Ausgangstext.
----
Die EU ist zum Funktionieren gezwungen
Eine gemeinsame Strategie in der Flüchtlingskrise ist erst der Anfang. Die EU hat zu viel Zeit vertan, als dass bei der Umsetzung jetzt noch Fehler erlaubt wären.
Die EU – und damit ist in diesem Fall die Summe der 28 Mitgliedsstaaten gemeint – war in der Flüchtlingskrise zu lang untätig. Es kommt nicht überraschend, dass die Versorgung in den Flüchtlingslagern rund um Syrien schlechter wird, wenn die Länder ihre Beiträge an die Hilfsorganisationen kürzen. Auch dass als Folge Flüchtlinge von dort weiterziehen Richtung Europa, kommt nicht überraschend. Es muss der EU bewusst gewesen sein. Das war es auch, ansonsten hätte die Kommission wohl nicht bereits im Mai eine neue Migrationsstrategie, inklusive Verteilungsquote, vorgeschlagen.
----
Arbeitsauftrag 1. Nennen Sie alle unterschiedlichen Wortformen im Text, die die Zeichenfolge „Flüchtling“ enthalten, in der Reihenfolge ihres ersten Auftretens.
Arbeitsauftrag 2. Ändern Sie im Text den Abschnitt beginnend bei „Die EU – und“ und endend bei „inklusive Verteilungsquote, vorgeschlagen.“, indem Sie „Kommission“ durch „EU-Kommission“ ersetzen, und geben Sie ihn vollständig wieder.
----
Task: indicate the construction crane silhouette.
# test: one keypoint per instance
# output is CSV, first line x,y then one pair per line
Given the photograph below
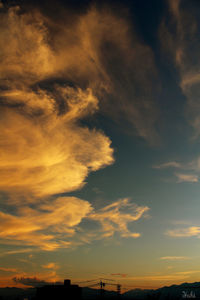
x,y
103,282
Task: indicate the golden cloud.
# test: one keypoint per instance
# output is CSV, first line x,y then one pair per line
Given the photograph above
x,y
113,218
57,224
183,45
52,76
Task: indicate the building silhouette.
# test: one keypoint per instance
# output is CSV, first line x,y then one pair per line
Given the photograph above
x,y
59,292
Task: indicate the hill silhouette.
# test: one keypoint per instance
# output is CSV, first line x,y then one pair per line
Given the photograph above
x,y
182,291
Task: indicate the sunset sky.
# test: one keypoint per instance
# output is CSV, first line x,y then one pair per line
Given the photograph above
x,y
100,141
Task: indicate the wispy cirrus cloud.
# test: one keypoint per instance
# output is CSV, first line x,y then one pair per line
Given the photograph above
x,y
183,45
186,177
191,231
58,224
52,78
169,164
116,217
174,258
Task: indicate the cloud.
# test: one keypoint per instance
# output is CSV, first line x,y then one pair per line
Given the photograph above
x,y
54,75
116,217
186,177
42,227
174,258
170,164
59,224
44,149
185,232
180,37
10,270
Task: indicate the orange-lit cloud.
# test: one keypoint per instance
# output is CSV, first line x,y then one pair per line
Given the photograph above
x,y
44,150
123,275
51,265
41,227
183,45
186,177
53,77
57,224
116,217
185,232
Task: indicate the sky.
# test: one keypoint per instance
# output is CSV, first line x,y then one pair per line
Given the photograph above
x,y
99,142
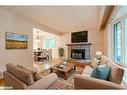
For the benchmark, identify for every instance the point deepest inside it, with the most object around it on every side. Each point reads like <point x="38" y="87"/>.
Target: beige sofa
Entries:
<point x="19" y="78"/>
<point x="85" y="81"/>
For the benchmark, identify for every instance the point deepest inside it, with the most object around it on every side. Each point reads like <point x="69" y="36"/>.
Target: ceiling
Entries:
<point x="60" y="18"/>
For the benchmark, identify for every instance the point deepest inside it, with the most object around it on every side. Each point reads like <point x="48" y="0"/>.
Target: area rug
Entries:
<point x="62" y="83"/>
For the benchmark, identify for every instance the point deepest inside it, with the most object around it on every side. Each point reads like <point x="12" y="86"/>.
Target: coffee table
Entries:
<point x="63" y="70"/>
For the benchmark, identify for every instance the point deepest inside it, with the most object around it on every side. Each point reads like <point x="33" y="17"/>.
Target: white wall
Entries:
<point x="10" y="22"/>
<point x="94" y="36"/>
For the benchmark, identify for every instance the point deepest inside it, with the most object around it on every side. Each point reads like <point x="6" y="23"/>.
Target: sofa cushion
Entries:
<point x="101" y="72"/>
<point x="33" y="72"/>
<point x="116" y="74"/>
<point x="20" y="73"/>
<point x="94" y="63"/>
<point x="87" y="70"/>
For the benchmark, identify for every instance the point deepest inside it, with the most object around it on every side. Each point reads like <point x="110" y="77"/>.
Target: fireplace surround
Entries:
<point x="79" y="51"/>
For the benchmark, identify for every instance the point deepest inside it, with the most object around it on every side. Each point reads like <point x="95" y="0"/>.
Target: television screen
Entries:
<point x="16" y="41"/>
<point x="78" y="37"/>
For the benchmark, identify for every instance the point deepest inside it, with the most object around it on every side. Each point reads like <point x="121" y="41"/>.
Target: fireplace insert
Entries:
<point x="78" y="54"/>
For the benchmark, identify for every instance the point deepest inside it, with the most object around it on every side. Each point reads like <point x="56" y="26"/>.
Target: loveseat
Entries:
<point x="85" y="81"/>
<point x="18" y="78"/>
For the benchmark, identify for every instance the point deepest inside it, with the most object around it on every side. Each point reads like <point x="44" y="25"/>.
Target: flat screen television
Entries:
<point x="78" y="37"/>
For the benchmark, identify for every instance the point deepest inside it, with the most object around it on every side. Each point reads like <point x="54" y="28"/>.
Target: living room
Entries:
<point x="66" y="24"/>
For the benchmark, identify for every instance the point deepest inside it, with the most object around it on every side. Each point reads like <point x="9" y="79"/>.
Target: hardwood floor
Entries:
<point x="43" y="66"/>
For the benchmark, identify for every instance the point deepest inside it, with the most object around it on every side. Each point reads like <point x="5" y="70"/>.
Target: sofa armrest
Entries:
<point x="45" y="82"/>
<point x="86" y="82"/>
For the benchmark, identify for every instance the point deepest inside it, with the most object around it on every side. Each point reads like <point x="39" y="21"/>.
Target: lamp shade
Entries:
<point x="98" y="53"/>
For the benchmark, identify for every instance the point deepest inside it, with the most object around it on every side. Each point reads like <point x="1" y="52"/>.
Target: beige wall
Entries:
<point x="10" y="22"/>
<point x="94" y="36"/>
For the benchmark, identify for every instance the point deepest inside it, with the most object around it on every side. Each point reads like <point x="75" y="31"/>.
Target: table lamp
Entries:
<point x="98" y="55"/>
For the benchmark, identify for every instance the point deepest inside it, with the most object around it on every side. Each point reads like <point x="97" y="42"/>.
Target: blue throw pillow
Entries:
<point x="101" y="72"/>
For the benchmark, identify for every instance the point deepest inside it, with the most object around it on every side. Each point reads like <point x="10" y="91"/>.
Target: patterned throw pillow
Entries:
<point x="103" y="61"/>
<point x="101" y="72"/>
<point x="94" y="63"/>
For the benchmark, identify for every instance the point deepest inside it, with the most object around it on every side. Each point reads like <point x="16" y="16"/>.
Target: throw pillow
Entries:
<point x="37" y="77"/>
<point x="94" y="63"/>
<point x="103" y="61"/>
<point x="101" y="72"/>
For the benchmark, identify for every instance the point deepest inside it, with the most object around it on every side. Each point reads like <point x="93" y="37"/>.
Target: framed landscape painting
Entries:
<point x="16" y="41"/>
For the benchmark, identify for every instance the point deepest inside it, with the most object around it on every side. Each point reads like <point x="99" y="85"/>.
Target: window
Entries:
<point x="117" y="42"/>
<point x="50" y="43"/>
<point x="126" y="42"/>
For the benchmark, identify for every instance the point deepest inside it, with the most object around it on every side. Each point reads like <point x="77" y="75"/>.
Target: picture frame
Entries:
<point x="16" y="41"/>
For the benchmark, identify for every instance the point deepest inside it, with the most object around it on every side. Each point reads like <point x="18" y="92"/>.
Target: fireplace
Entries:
<point x="78" y="53"/>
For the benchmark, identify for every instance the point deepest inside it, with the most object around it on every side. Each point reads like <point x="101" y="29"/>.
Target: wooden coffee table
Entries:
<point x="65" y="71"/>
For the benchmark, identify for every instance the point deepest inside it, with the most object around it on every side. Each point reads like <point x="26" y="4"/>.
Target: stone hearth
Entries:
<point x="82" y="51"/>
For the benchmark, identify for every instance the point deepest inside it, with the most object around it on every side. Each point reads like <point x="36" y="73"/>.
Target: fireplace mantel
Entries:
<point x="71" y="44"/>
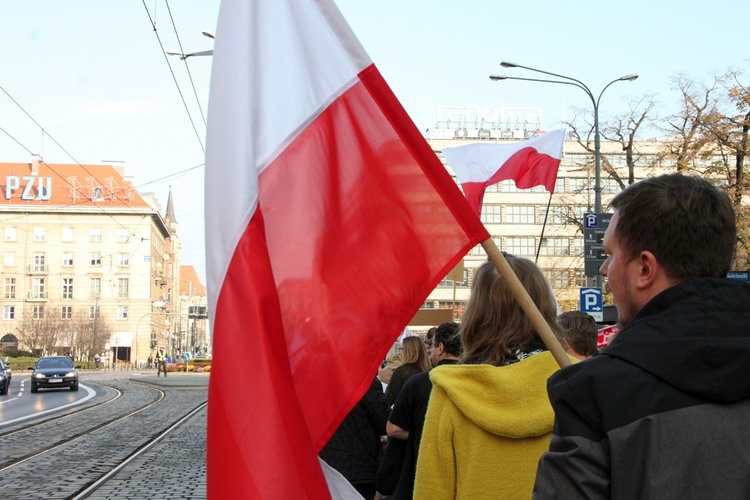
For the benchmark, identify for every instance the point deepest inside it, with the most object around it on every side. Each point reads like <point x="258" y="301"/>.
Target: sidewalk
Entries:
<point x="174" y="379"/>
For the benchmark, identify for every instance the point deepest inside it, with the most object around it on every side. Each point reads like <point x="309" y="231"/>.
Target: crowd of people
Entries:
<point x="482" y="409"/>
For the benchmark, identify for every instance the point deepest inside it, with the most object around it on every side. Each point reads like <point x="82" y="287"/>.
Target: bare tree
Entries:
<point x="623" y="129"/>
<point x="685" y="137"/>
<point x="710" y="136"/>
<point x="91" y="336"/>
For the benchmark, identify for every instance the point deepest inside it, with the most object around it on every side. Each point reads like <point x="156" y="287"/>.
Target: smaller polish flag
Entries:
<point x="529" y="163"/>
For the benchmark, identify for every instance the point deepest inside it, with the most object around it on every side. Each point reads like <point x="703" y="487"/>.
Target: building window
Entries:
<point x="38" y="288"/>
<point x="520" y="246"/>
<point x="95" y="287"/>
<point x="519" y="214"/>
<point x="67" y="236"/>
<point x="123" y="235"/>
<point x="11" y="233"/>
<point x="9" y="259"/>
<point x="9" y="290"/>
<point x="555" y="246"/>
<point x="67" y="288"/>
<point x="67" y="259"/>
<point x="557" y="215"/>
<point x="491" y="214"/>
<point x="39" y="262"/>
<point x="558" y="278"/>
<point x="37" y="312"/>
<point x="578" y="247"/>
<point x="581" y="278"/>
<point x="122" y="288"/>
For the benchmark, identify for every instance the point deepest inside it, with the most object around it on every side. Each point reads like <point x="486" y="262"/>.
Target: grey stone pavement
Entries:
<point x="175" y="467"/>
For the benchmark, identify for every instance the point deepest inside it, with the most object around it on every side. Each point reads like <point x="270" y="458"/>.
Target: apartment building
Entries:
<point x="530" y="222"/>
<point x="82" y="249"/>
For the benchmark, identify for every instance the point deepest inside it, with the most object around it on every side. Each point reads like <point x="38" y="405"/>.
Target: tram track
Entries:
<point x="85" y="451"/>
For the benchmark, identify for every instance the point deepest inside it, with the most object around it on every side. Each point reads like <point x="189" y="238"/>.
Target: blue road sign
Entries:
<point x="739" y="275"/>
<point x="591" y="302"/>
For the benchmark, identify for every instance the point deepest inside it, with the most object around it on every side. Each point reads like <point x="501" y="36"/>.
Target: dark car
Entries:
<point x="4" y="383"/>
<point x="5" y="367"/>
<point x="54" y="372"/>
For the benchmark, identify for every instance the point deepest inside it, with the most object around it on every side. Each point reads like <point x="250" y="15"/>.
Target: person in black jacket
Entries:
<point x="663" y="411"/>
<point x="355" y="450"/>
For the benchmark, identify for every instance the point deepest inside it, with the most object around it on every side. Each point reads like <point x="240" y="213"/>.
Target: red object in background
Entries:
<point x="606" y="335"/>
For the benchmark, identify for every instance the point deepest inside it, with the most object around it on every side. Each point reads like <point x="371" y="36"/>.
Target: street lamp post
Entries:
<point x="594" y="101"/>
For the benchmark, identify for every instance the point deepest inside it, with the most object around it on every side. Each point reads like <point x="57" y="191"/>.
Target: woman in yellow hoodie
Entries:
<point x="489" y="419"/>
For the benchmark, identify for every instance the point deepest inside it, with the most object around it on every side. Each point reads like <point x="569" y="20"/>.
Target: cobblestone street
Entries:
<point x="174" y="467"/>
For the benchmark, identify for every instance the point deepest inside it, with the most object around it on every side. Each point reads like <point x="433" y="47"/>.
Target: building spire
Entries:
<point x="169" y="216"/>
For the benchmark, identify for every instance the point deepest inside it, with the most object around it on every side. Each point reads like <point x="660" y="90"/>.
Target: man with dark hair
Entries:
<point x="662" y="412"/>
<point x="579" y="334"/>
<point x="407" y="417"/>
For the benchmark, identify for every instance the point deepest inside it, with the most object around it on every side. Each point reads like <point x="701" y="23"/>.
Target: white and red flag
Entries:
<point x="328" y="221"/>
<point x="529" y="163"/>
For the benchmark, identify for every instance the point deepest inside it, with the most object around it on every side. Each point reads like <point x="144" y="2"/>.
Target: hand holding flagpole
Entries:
<point x="528" y="306"/>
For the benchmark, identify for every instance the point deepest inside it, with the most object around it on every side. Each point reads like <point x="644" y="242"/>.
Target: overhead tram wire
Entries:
<point x="187" y="67"/>
<point x="174" y="78"/>
<point x="52" y="169"/>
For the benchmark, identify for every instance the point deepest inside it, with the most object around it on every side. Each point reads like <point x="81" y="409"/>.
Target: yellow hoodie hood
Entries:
<point x="509" y="401"/>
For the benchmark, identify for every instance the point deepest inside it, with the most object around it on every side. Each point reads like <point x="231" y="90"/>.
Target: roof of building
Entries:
<point x="74" y="186"/>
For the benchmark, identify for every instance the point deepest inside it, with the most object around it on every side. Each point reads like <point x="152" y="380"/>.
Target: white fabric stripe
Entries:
<point x="478" y="162"/>
<point x="277" y="65"/>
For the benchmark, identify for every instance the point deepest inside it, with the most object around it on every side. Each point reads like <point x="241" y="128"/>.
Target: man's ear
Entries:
<point x="649" y="270"/>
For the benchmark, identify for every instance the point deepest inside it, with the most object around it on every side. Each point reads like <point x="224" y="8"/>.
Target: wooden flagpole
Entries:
<point x="528" y="306"/>
<point x="544" y="225"/>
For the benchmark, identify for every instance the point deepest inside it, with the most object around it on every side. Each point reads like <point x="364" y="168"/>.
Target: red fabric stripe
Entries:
<point x="358" y="237"/>
<point x="528" y="168"/>
<point x="258" y="446"/>
<point x="359" y="228"/>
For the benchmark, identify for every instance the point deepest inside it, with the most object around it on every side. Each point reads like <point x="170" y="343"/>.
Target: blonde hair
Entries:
<point x="393" y="358"/>
<point x="415" y="353"/>
<point x="494" y="326"/>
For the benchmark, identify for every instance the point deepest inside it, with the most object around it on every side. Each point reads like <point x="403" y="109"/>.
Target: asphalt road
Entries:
<point x="175" y="467"/>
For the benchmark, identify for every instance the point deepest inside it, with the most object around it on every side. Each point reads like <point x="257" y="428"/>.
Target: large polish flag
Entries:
<point x="529" y="163"/>
<point x="328" y="222"/>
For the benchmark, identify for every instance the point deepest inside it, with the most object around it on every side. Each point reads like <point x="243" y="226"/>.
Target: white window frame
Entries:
<point x="67" y="288"/>
<point x="67" y="259"/>
<point x="67" y="234"/>
<point x="11" y="233"/>
<point x="9" y="259"/>
<point x="9" y="288"/>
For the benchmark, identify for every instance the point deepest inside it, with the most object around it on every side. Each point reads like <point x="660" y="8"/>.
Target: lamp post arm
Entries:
<point x="578" y="83"/>
<point x="575" y="83"/>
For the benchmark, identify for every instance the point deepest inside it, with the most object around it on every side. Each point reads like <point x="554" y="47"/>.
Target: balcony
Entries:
<point x="36" y="296"/>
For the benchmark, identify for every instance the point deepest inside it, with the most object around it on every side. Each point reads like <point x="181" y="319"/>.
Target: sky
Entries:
<point x="88" y="81"/>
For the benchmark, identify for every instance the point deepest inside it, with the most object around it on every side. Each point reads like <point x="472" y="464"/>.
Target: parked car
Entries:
<point x="54" y="372"/>
<point x="5" y="367"/>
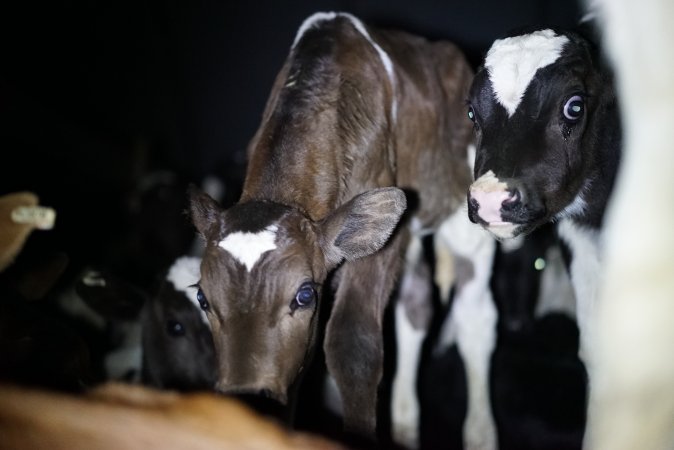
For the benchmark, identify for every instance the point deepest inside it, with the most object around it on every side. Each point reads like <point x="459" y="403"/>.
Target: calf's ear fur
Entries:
<point x="361" y="226"/>
<point x="204" y="211"/>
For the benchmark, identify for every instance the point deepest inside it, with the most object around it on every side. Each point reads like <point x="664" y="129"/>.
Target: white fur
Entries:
<point x="184" y="273"/>
<point x="316" y="18"/>
<point x="248" y="248"/>
<point x="405" y="408"/>
<point x="513" y="62"/>
<point x="556" y="291"/>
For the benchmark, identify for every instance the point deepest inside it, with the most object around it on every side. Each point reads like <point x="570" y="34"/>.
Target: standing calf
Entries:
<point x="548" y="148"/>
<point x="355" y="117"/>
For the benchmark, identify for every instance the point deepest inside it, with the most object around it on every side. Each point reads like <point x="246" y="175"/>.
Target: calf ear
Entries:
<point x="361" y="226"/>
<point x="204" y="211"/>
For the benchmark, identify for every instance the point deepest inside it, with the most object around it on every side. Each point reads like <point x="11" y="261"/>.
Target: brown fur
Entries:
<point x="132" y="417"/>
<point x="329" y="143"/>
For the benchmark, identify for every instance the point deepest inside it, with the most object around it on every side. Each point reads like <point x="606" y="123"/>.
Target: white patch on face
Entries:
<point x="184" y="273"/>
<point x="489" y="182"/>
<point x="247" y="248"/>
<point x="315" y="19"/>
<point x="513" y="62"/>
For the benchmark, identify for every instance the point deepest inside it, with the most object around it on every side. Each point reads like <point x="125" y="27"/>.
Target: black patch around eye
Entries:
<point x="175" y="328"/>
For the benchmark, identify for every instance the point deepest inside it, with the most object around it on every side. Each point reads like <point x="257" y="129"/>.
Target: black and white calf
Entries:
<point x="548" y="148"/>
<point x="177" y="342"/>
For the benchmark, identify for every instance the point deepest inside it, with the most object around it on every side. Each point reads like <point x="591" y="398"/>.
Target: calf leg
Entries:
<point x="412" y="318"/>
<point x="472" y="322"/>
<point x="354" y="345"/>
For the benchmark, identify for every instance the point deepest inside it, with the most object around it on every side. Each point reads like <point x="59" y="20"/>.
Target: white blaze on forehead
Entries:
<point x="313" y="20"/>
<point x="247" y="248"/>
<point x="183" y="275"/>
<point x="513" y="62"/>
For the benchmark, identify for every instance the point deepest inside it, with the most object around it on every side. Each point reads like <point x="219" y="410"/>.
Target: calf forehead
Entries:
<point x="512" y="63"/>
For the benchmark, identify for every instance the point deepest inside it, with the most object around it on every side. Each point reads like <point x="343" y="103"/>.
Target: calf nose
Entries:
<point x="486" y="205"/>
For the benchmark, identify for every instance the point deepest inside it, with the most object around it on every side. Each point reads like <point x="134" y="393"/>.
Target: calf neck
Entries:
<point x="548" y="148"/>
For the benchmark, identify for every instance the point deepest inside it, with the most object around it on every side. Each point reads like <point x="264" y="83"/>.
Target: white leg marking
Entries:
<point x="404" y="399"/>
<point x="183" y="274"/>
<point x="556" y="291"/>
<point x="472" y="321"/>
<point x="585" y="277"/>
<point x="513" y="62"/>
<point x="634" y="395"/>
<point x="248" y="248"/>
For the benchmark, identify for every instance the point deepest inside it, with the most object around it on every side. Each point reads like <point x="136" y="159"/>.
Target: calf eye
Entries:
<point x="306" y="296"/>
<point x="201" y="298"/>
<point x="574" y="108"/>
<point x="175" y="328"/>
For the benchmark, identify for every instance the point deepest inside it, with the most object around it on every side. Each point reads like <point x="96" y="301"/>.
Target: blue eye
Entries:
<point x="574" y="108"/>
<point x="306" y="296"/>
<point x="201" y="298"/>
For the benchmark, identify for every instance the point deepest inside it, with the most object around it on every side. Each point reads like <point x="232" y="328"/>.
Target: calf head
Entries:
<point x="262" y="276"/>
<point x="542" y="106"/>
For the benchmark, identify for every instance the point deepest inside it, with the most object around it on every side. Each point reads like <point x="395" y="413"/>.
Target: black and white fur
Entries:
<point x="548" y="148"/>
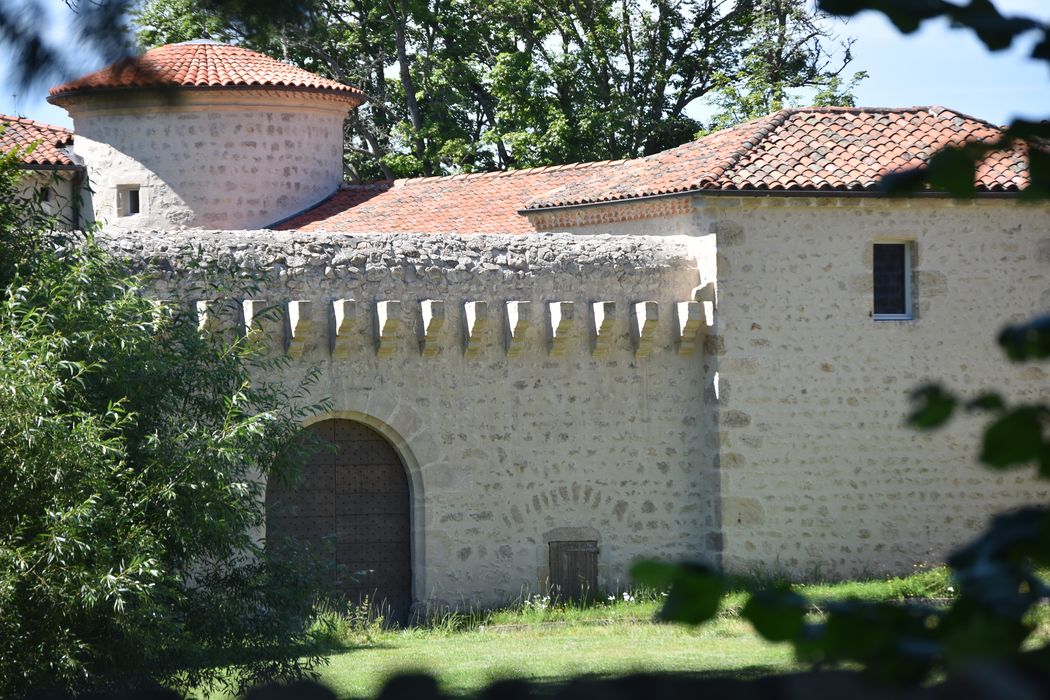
----
Lösung 1. Flüchtlingskrise, Flüchtlingslagern, Flüchtlinge

Lösung 2.
Die EU – und damit ist in diesem Fall die Summe der 28 Mitgliedsstaaten gemeint – war in der Flüchtlingskrise zu lang untätig. Es kommt nicht überraschend, dass die Versorgung in den Flüchtlingslagern rund um Syrien schlechter wird, wenn die Länder ihre Beiträge an die Hilfsorganisationen kürzen. Auch dass als Folge Flüchtlinge von dort weiterziehen Richtung Europa, kommt nicht überraschend. Es muss der EU bewusst gewesen sein. Das war es auch, ansonsten hätte die EU-Kommission wohl nicht bereits im Mai eine neue Migrationsstrategie, inklusive Verteilungsquote, vorgeschlagen.